(Records shown):
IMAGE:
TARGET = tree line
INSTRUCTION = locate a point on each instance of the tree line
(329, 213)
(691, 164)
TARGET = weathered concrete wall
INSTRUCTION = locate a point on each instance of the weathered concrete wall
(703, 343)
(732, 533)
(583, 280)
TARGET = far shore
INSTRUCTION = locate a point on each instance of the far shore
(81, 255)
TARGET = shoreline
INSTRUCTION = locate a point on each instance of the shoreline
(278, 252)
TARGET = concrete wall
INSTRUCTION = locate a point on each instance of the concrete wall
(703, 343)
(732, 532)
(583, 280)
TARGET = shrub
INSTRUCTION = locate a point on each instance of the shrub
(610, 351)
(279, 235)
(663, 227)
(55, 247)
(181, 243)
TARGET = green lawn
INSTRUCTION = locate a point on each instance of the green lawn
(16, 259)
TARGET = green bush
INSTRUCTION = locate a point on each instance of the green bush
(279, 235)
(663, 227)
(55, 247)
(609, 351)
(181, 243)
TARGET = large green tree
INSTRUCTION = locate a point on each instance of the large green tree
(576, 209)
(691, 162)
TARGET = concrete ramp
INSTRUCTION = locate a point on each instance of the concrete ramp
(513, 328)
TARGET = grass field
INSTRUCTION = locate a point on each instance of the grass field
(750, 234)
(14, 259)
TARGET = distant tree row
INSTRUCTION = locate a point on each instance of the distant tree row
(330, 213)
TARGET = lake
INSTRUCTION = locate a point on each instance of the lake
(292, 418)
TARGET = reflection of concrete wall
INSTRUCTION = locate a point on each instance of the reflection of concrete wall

--

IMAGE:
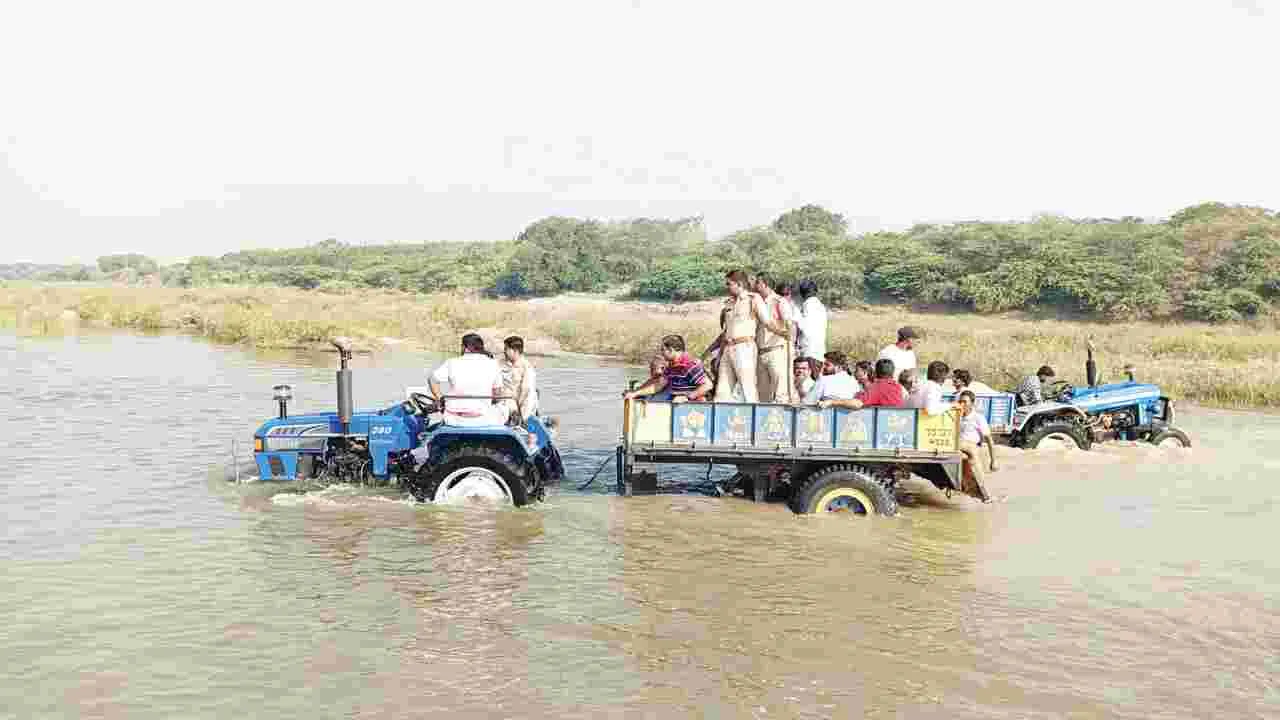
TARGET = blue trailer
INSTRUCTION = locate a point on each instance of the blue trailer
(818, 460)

(Instructions for the task):
Above are the records; print exactly the lines from the line with "the green lawn" to the line with "INSTRUCTION = locate a point on each instance of the reflection", including both, and nothing else.

(Solved exercise):
INSTRUCTION = locate a point on each instance of the green lawn
(16, 259)
TARGET = green bush
INSTRUCTION = locate a point on each instance of the green bush
(279, 235)
(663, 227)
(55, 247)
(609, 351)
(181, 243)
TARGET = large green tree
INSTRUCTION = locate a point on each instance of the large green tree
(576, 209)
(691, 162)
TARGET = concrete ramp
INSTRUCTION = locate a point on each instance of the concrete ramp
(513, 328)
TARGET = grass field
INSTRUCTION = locate a point on each instance of the grass field
(750, 234)
(14, 259)
TARGET = distant tree row
INSTRUCTION = locate a point on each instance of the distant tree row
(330, 213)
TARGET = lake
INSTRUCTION = locate a point on each instance of the lake
(292, 418)
TARGET = reflection of concrete wall
INSTRUCTION = locate a point on each instance of the reflection of concrete wall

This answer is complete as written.